:: Material provided

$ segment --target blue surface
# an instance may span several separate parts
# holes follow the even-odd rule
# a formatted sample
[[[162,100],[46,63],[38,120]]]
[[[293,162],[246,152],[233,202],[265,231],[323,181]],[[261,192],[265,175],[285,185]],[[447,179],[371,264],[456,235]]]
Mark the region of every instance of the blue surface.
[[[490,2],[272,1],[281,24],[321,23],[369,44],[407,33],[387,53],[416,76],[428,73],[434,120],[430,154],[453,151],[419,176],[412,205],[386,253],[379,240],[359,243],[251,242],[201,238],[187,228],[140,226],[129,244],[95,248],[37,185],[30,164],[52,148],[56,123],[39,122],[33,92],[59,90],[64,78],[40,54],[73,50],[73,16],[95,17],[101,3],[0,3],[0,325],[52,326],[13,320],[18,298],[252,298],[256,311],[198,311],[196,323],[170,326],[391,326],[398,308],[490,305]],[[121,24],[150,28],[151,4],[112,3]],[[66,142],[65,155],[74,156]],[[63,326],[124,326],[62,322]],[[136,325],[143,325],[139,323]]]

::::

# [How to complete this task]
Send back every record, precisely as written.

# [Completed exercise]
$ segment --target blue surface
# an instance may span several separate parts
# holes follow the even-odd rule
# a formatted sample
[[[162,100],[46,63],[38,120]]]
[[[293,162],[246,152],[233,202],[265,231],[323,181]],[[261,192],[265,175],[285,185]],[[447,179],[371,264],[456,235]]]
Mark the region of every instance of the blue surface.
[[[490,2],[272,1],[281,24],[321,23],[369,44],[407,33],[387,53],[416,76],[428,73],[434,120],[430,154],[453,151],[419,176],[412,205],[386,253],[379,240],[359,243],[251,242],[201,238],[187,228],[140,226],[129,244],[95,248],[37,185],[30,164],[52,148],[56,123],[39,122],[33,92],[59,90],[64,78],[40,54],[73,50],[73,16],[95,17],[101,3],[0,3],[0,325],[52,326],[13,320],[18,298],[252,298],[256,311],[198,311],[196,323],[170,326],[391,326],[398,308],[490,305]],[[121,24],[150,28],[151,4],[112,3]],[[66,142],[65,155],[74,156]],[[63,326],[124,326],[62,322]],[[136,325],[143,325],[139,323]]]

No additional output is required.